GIVEN TEXT start

Anyway, any help much appreciated on both statements!

Answer 1

Since $N$ is a normal $n \times n$ - matrix, there is a unitary matrix $U$ such that $N=UDU^{*}$ , where $D=diag (\lambda_1,..., \lambda_n)$ and the $ \lambda_k$ are the eigenvalues of $N$.

A) if all $ \lambda_k$ are real, then $D^{*}=D$, hence $N^{*}=UD^{*}U^{*}=UDU^{*}=N$.

B) if for all $ \lambda_k$ we have $|\lambda_k|=1$, then $\overline{\lambda_k}= \frac{1}{\lambda_k}$, thus $N^{*}=UD^{*}U^{*}=UD^{-1}U^{*}=N^{-1}$.

Answer 2

A): Since $\mathcal N$ is normal, there is a eigenbasis $(e_j)$ of the vector space. Since $(\mathcal N - \mathcal N^*)e_j = (\lambda - \lambda) e_j = 0$ for all $j = 1, \ldots, n$ [assuming the vector space $V$ has dimension $n < \infty$]. Hence $$ \mathcal Nx = \mathcal N^*x $$ for all $x \in V$, i.e. $\mathcal N = \mathcal N^*$.

GIVEN TEXT end
EXTRACTED DATA start

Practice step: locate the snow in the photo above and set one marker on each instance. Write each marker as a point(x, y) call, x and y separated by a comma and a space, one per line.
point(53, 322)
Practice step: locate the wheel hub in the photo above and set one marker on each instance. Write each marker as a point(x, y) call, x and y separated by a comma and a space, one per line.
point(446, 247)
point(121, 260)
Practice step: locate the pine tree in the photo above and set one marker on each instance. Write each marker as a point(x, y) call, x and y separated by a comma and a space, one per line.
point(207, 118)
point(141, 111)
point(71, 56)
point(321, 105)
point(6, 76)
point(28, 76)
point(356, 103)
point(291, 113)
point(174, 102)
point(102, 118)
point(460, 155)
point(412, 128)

EXTRACTED DATA end

[PROBLEM 1] Rewrite the passage on normal matrices from the words "Anyway, any help" through the words "eigenvalues of $N$.", putting "orthogonal" in place of "unitary".
[PROBLEM 2] Continue the forum thread on normal matrices from the point where it stops.

[EXERCISE ANSWER 1]
Anyway, any help much appreciated on both statements!

Answer 1

Since $N$ is a normal $n \times n$ - matrix, there is a orthogonal matrix $U$ such that $N=UDU^{*}$ , where $D=diag (\lambda_1,..., \lambda_n)$ and the $ \lambda_k$ are the eigenvalues of $N$.

[EXERCISE ANSWER 2]
B) If $|\lambda| = 1$, then applied the operator $\mathcal N\mathcal N^*$ to $e_j$ gives $$ \mathcal N \mathcal N^* e_j = \mathcal N (\overline \lambda e_j) = \lambda \overline \lambda e_j = e_j\quad [j = 1, \ldots, n]. $$ Thus $\mathcal N \mathcal N^* = \mathcal I$ [the identical mapping].

P.S. the symbol $\iff$ is available as "\iff" .